*What you have to do*
Copy out all of the data below character for character, omitting the pictures.
======
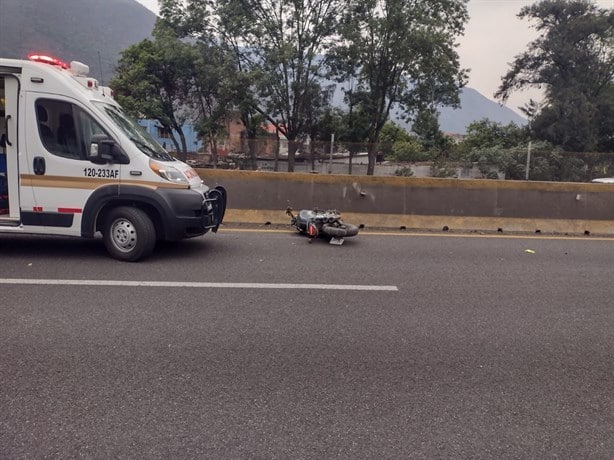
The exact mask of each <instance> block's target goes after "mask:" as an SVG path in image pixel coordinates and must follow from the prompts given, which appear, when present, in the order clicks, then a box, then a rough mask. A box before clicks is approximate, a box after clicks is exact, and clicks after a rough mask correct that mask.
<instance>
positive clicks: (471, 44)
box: [137, 0, 614, 112]
mask: <svg viewBox="0 0 614 460" xmlns="http://www.w3.org/2000/svg"><path fill="white" fill-rule="evenodd" d="M137 1H138V2H140V3H142V4H143V5H145V6H146V7H147V8H149V9H151V10H152V11H154V12H156V13H157V11H158V8H157V5H158V2H157V0H137ZM533 3H537V0H469V4H468V5H469V15H470V19H469V22H468V23H467V25H466V27H465V35H464V37H461V38H460V40H459V45H460V46H459V48H458V53H459V55H460V58H461V66H462V67H463V68H467V69H470V73H469V83H468V85H467V86H469V87H470V88H473V89H476V90H478V91H479V92H480V93H482V94H483V95H484V96H485V97H487V98H489V99H493V100H494V96H493V94H494V93H495V91H496V90H497V88H498V87H499V85H500V84H501V77H502V76H503V75H505V73H506V72H507V71H508V70H509V67H510V63H511V62H512V61H513V60H514V57H515V56H517V55H518V54H520V53H522V52H523V51H524V50H525V49H526V46H527V44H528V43H529V42H531V41H532V40H534V39H535V38H536V37H537V35H536V32H535V30H534V29H533V28H532V25H533V24H532V23H531V22H529V21H528V20H526V19H524V20H520V19H518V18H517V14H518V13H519V12H520V9H521V8H522V7H523V6H525V5H531V4H533ZM596 3H597V4H598V5H599V6H600V7H602V8H614V0H601V1H596ZM531 98H533V99H536V100H539V99H540V93H539V91H537V90H527V91H520V92H515V93H512V95H511V96H510V98H509V100H508V102H507V103H506V105H507V106H508V107H510V108H511V109H513V110H515V111H517V112H518V107H520V106H524V104H525V103H527V102H528V101H529V99H531Z"/></svg>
======
*The completed task*
The exact mask of each <instance> block's target goes after "mask:" as an SVG path in image pixel coordinates and must follow from the prompts given, which appear, when present, in the order clicks, then a box, then a rough mask. A box before clicks is approximate, a box after clicks is exact, and clicks after a rough mask correct that mask.
<instance>
positive clicks: (471, 44)
box: [137, 0, 614, 112]
mask: <svg viewBox="0 0 614 460" xmlns="http://www.w3.org/2000/svg"><path fill="white" fill-rule="evenodd" d="M137 1H138V2H140V3H142V4H143V5H145V6H146V7H147V8H149V9H151V10H152V11H154V12H156V13H157V11H158V8H157V5H158V2H157V0H137ZM533 3H537V0H469V4H468V5H469V15H470V19H469V22H468V23H467V25H466V27H465V35H464V37H461V38H460V40H459V45H460V46H459V48H458V53H459V55H460V58H461V66H462V67H463V68H467V69H470V73H469V83H468V85H467V86H469V87H470V88H473V89H476V90H478V91H479V92H480V93H482V94H483V95H484V96H485V97H487V98H489V99H493V100H494V96H493V94H494V93H495V91H496V90H497V88H498V87H499V85H500V84H501V77H502V76H503V75H505V73H506V72H507V71H508V70H509V67H510V63H511V62H512V61H513V60H514V57H515V56H517V55H518V54H520V53H522V52H523V51H524V50H525V49H526V46H527V44H528V43H529V42H531V41H532V40H534V39H535V38H536V37H537V35H536V32H535V30H534V29H533V28H532V25H533V24H532V23H531V22H529V21H528V20H526V19H524V20H520V19H518V18H517V14H518V13H519V12H520V9H521V8H522V7H523V6H525V5H531V4H533ZM596 3H597V4H598V5H599V6H600V7H602V8H614V0H601V1H596ZM531 98H533V99H536V100H539V99H540V93H539V91H537V90H527V91H520V92H515V93H512V95H511V96H510V98H509V100H508V102H507V103H506V105H507V106H508V107H510V108H511V109H513V110H515V111H517V112H518V107H520V106H524V104H525V103H527V102H528V101H529V99H531Z"/></svg>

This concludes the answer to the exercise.